Esta época histórica se caracteriza por nuevas y desatadas formas de reacción conservadora a los más básicos derechos individuales. Estos idearios tienen su traducción política en la emergencia de opciones de ultraderecha con chances serias de llegar al poder por vía electoral. En ese contexto, el avance de la agenda feminista es el único que pone en cuestión muchos de los privilegios –patriarcales, pero también de clase– considerados naturales, y esa agenda permite iluminar los rincones lúgubres de las instituciones. En este caso, ayuda a leer la complejidad del universo escolar.
El ataque a la educación pública consiste en la reducción de los salarios, en el abandono de la infraestructura, en la condena social a todo tipo de forma de reclamo y encuentro colectivo por parte de los docentes. Consiste en las campañas sistemáticas de desprestigio a científicos. En la panza tajeada de una compañera, en el incendio de una escuela y en campañas mediáticas de responsabilización de los docentes acerca de situaciones en las que somos víctimas.
Sin embargo, estamos ante la oportunidad de tomar como agenda la visibilización de las violencias escolares y organizar formas de intervención que sean tan contundentes como respetuosas de los derechos. La respuesta a la derecha educativa y pedagógica, aferrada a privilegios y a las violencias asociadas, debe ser subirse a la ola verde: reclamar un impulso más fuerte del Estado en Educación Sexual Integral, diseñar protocolos democráticos de intervención ante violencias de todo tipo, evaluaciones rigurosas de las denuncias de vulneraciones de los derechos de los alumnos y las alumnas por parte de docentes. Esta es una tarea de las escuelas, de los gobiernos, de los sindicatos y de las familias.
En un siglo XXI que parece tomar la forma de la muerte, la educación del futuro deberá ser la de la palabra, la diversidad y los derechos. Parecen abstracciones, pero son armas concretas y contundentes.

────────

TAREAS A REALIZAR:
(1) ¿Cómo deberá ser la educación del futuro, según el fragmento?
(2) Transcribe del fragmento el tramo comprendido entre "El ataque a" y "que somos víctimas.", ambos incluidos.

────────

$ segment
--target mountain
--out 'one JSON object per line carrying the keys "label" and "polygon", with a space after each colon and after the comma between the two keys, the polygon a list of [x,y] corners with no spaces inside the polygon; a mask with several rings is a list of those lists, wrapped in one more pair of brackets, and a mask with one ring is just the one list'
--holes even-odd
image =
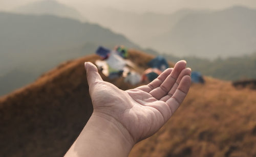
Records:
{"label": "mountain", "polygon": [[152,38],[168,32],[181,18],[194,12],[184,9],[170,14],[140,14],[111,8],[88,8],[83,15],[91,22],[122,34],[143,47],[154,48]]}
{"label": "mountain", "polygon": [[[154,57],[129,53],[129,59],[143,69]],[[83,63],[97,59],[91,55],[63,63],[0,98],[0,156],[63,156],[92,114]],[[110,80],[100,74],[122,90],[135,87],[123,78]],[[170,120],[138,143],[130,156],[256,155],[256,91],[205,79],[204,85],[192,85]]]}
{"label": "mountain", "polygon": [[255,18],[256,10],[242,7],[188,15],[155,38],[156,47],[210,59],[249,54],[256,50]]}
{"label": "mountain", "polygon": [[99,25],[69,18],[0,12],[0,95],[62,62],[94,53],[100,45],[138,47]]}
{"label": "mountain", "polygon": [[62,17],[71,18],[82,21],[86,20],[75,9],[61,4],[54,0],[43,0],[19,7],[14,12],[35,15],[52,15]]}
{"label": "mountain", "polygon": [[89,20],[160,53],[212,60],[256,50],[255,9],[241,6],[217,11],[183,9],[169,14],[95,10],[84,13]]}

────────

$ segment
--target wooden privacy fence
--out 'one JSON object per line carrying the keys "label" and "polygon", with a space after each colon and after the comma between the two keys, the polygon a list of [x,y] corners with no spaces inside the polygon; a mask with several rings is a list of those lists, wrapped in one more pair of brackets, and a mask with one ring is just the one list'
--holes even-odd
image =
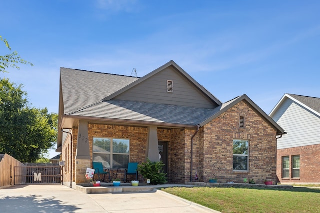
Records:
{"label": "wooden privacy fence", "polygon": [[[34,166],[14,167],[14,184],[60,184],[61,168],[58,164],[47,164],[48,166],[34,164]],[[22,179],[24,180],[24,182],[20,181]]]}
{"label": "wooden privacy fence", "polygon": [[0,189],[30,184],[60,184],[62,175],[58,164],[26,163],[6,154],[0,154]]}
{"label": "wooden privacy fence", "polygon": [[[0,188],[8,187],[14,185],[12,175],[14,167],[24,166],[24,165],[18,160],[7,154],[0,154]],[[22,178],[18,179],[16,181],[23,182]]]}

────────

RESPUESTAS DADAS:
(1) La de la palabra, la diversidad y los derechos.

(2)
El ataque a la educación pública consiste en la reducción de los salarios, en el abandono de la infraestructura, en la condena social a todo tipo de forma de reclamo y encuentro colectivo por parte de los docentes. Consiste en las campañas sistemáticas de desprestigio a científicos. En la panza tajeada de una compañera, en el incendio de una escuela y en campañas mediáticas de responsabilización de los docentes acerca de situaciones en las que somos víctimas.